Source data:
::::
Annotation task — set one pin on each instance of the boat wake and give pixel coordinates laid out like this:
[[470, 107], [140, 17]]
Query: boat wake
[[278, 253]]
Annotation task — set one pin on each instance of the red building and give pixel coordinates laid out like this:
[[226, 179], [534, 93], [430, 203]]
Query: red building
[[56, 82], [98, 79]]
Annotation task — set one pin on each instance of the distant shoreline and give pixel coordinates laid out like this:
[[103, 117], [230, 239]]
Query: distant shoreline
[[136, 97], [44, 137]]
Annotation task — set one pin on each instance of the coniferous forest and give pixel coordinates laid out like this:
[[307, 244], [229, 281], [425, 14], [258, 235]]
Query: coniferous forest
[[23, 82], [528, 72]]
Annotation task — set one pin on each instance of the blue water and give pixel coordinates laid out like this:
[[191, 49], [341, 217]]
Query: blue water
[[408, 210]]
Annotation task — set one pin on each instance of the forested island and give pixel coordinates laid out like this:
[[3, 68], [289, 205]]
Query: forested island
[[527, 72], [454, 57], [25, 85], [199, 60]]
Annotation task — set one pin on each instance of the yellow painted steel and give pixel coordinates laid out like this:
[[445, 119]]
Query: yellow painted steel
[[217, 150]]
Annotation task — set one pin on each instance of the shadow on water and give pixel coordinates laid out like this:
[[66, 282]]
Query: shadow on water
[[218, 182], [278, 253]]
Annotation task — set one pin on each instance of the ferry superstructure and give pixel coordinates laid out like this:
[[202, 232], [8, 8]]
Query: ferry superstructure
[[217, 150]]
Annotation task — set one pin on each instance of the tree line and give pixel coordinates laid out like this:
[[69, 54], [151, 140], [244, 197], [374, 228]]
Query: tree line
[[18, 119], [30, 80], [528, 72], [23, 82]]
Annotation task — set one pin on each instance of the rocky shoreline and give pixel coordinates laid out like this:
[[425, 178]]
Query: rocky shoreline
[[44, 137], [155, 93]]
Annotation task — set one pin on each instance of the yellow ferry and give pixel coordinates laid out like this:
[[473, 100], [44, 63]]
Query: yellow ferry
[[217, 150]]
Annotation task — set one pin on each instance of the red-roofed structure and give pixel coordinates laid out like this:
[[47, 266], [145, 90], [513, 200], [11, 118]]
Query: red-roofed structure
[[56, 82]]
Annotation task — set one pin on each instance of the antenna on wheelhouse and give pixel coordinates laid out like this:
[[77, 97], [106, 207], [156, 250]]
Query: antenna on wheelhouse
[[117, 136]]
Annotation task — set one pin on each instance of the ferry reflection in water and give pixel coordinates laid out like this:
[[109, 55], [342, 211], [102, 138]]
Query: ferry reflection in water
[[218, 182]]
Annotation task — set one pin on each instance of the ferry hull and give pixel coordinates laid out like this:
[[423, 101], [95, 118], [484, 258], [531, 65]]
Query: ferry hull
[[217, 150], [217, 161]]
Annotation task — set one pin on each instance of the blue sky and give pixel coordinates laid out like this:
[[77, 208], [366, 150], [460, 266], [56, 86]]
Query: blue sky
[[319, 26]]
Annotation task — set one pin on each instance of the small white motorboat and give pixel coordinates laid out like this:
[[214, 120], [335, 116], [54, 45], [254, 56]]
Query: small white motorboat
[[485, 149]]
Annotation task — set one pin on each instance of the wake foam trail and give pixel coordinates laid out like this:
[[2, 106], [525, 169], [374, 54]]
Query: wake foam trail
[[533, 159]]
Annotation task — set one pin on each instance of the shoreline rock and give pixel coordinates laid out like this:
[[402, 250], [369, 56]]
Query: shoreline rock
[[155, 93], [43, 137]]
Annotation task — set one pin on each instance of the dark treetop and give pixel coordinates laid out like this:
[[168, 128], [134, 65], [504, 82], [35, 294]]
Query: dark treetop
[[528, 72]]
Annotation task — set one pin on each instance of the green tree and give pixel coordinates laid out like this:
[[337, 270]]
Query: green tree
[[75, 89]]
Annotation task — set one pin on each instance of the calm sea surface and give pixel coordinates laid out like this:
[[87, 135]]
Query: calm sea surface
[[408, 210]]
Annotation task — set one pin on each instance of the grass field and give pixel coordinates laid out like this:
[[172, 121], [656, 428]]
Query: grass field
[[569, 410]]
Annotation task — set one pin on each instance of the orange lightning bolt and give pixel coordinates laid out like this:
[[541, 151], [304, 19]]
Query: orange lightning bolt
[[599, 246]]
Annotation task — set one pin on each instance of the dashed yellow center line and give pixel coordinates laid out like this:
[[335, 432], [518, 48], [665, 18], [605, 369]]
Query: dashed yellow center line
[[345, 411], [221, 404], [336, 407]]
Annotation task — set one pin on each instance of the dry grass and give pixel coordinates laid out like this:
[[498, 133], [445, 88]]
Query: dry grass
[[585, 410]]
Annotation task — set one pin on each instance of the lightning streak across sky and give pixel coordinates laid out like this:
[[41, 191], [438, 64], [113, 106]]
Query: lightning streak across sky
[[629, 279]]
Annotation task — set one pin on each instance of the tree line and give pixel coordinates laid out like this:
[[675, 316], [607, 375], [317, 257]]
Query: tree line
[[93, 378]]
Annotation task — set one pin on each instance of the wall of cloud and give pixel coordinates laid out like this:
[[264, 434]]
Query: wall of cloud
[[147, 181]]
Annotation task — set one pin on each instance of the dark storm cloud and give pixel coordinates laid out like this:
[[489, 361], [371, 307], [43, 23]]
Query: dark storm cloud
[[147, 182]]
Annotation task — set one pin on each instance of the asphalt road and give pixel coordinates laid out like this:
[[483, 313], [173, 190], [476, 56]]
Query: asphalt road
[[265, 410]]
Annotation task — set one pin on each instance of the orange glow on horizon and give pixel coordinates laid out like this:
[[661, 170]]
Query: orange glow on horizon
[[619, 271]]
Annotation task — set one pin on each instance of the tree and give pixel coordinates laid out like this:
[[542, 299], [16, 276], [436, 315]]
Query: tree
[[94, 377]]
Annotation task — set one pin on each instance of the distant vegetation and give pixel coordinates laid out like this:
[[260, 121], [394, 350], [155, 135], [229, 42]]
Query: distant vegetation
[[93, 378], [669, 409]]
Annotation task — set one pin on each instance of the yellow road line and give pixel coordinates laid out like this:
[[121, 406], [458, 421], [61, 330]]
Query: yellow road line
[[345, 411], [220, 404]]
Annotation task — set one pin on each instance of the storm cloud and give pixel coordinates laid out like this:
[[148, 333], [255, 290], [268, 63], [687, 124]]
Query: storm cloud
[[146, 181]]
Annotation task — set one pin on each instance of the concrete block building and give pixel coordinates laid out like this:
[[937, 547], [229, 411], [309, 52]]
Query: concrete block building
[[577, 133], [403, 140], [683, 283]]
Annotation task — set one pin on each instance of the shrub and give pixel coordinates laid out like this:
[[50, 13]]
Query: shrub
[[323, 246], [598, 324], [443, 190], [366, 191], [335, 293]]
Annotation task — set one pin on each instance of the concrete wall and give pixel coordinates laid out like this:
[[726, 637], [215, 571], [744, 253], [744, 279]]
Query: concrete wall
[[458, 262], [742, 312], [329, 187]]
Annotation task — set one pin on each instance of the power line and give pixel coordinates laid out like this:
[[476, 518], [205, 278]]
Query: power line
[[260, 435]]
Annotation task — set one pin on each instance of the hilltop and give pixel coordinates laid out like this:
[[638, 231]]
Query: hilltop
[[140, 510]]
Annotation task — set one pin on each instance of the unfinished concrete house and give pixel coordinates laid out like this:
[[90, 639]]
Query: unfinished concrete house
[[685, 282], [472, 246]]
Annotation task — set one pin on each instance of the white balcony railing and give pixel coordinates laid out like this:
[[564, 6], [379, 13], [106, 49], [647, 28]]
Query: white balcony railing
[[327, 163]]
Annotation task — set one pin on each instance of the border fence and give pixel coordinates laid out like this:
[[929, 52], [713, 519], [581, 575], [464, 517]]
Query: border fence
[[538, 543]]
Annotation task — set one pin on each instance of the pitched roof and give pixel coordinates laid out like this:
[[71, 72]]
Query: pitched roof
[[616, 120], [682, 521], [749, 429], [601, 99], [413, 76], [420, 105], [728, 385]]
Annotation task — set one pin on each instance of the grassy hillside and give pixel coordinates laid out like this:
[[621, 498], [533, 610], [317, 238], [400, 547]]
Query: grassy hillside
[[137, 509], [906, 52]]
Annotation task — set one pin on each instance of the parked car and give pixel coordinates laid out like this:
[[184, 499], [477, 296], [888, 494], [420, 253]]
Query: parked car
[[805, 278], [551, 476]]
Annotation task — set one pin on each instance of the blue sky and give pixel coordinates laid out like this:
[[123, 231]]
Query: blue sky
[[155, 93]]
::::
PROBLEM TO WORK ON
Please put the lines above into a JSON list of strings, one string per line and no blank lines, starting with the line containing "of the grassy" and running through the last line of the source data.

SOLVED EXERCISE
[
  "Annotation task — set one pin on each instance of the grassy hillside and give pixel coordinates laid out like this:",
  "[[621, 498], [533, 610], [317, 238], [400, 547]]",
  "Query: grassy hillside",
  "[[137, 509], [906, 52]]",
  "Annotation task — set one pin on each instance of the parked car and give pixel coordinates laid out like this:",
  "[[184, 499], [477, 296], [888, 494], [420, 253]]",
  "Query: parked car",
  "[[805, 278], [551, 476]]",
  "Annotation task — set one pin on each instance of the blue sky and give pixel coordinates laid out like this:",
  "[[123, 231]]",
  "Query: blue sky",
  "[[155, 93]]"
]